Written task 1:
Pull out every line of the entries below that contains the word "watermelon", and copy each one.

Document section:
··········

# cedar spiral



## rdemler (Jun 11, 2014)

Just finished a cedar stick with a spiral in the middle.Stained a darker color.Drilled for a wrist strap.


----------



## CV3 (Jan 30, 2014)

Nice spiral. Makes your stick stand out.


----------



## rdemler (Jun 11, 2014)

Thank you!


----------



## Sean (Dec 29, 2012)

Nice spiralled stick. Those canes in the background grabbed my attention. Any chance of a few pics of those. I like the style.


----------



## rdemler (Jun 11, 2014)

The canes in the pic are test sticks.Learned to use my tenon cutter on some.The canes L to R are Lilac cedar cedar D willow D willow.


----------



## cobalt (Nov 14, 2013)

nice spiral well done


----------



## Sean (Dec 29, 2012)

How do you like using the tenon cutter? I have one but haven't used it much. I have been cutting my own tenon with a carving knife after drilling the hole.


----------



## rdemler (Jun 11, 2014)

I really like using the tenon cutter.I don't have carving skill or patience for it right now.I like that the tenons are long enough to go through the handle completely..Sometimes the end grain makes for a nice design on the top of the handle.


----------



## MJC4 (Mar 6, 2014)

Good looking stick!


----------

··········

Provided entries:
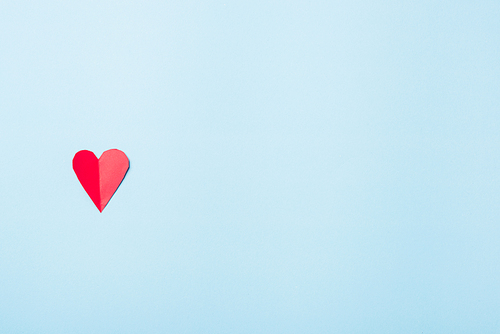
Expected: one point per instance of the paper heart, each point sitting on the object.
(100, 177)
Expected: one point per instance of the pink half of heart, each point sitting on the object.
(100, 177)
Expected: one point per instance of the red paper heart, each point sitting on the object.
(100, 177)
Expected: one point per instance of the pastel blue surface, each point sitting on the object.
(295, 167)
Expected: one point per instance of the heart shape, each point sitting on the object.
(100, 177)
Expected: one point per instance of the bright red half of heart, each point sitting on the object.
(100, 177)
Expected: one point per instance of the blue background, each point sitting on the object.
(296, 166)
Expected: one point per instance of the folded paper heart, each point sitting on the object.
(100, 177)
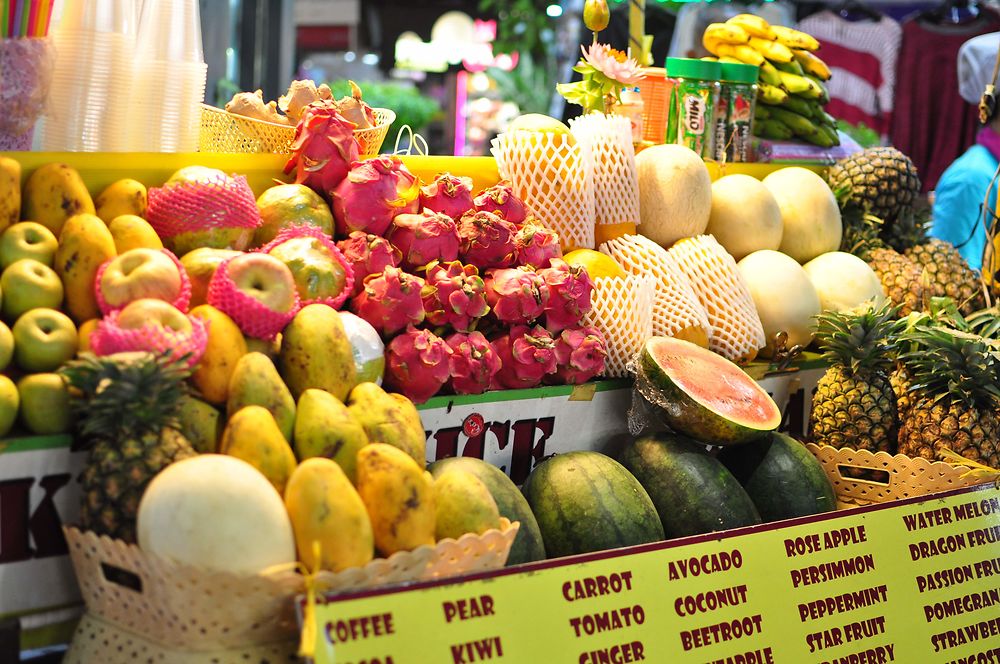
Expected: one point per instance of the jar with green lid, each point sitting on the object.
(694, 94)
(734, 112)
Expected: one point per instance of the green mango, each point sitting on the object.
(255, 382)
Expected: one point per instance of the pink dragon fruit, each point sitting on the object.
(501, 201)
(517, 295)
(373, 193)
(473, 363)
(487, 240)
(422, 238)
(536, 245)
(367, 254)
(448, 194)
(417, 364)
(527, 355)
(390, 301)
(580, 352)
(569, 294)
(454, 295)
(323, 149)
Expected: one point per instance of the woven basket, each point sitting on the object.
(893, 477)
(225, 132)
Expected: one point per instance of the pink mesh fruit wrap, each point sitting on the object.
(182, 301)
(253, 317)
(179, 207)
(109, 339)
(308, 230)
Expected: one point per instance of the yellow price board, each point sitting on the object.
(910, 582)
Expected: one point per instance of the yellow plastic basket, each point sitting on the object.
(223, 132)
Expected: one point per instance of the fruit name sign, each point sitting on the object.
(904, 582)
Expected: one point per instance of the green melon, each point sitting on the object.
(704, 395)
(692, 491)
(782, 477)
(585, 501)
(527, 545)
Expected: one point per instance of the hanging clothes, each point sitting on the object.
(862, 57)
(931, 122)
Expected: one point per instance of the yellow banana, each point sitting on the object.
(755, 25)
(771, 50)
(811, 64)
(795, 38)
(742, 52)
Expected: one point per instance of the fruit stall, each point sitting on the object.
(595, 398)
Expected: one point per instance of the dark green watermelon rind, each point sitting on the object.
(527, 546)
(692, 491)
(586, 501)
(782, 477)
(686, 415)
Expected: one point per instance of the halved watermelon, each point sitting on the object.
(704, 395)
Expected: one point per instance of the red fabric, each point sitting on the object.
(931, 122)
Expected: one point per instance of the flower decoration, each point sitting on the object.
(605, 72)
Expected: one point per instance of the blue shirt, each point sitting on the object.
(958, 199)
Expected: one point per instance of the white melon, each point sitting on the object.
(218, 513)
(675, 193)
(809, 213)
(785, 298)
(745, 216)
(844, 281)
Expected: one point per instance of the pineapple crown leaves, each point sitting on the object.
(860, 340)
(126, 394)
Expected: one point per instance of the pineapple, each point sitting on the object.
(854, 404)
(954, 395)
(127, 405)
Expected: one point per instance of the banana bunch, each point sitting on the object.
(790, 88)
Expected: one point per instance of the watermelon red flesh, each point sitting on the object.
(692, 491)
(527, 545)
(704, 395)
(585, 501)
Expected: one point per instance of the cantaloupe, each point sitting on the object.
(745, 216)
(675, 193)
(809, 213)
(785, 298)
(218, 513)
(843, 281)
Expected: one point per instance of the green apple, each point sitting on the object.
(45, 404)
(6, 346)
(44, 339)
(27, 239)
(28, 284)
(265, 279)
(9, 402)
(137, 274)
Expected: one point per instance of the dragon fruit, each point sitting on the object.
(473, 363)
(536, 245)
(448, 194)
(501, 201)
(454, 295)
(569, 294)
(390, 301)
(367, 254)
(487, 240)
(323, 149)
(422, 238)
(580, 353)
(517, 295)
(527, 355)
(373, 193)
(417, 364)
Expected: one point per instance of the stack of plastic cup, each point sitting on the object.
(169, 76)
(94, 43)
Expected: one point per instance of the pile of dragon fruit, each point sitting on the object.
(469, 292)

··········

Written task 2:
In the cedar spiral thread, what was the cedar stick drilled for?

Output 1:
Expected: one point per instance of the dark green watermelon rind, each point sitting on the object.
Expected: one point per instance of the halved watermelon, each point sitting on the object.
Expected: one point per instance of the watermelon red flesh, each point sitting on the object.

Output 2:
A wrist strap.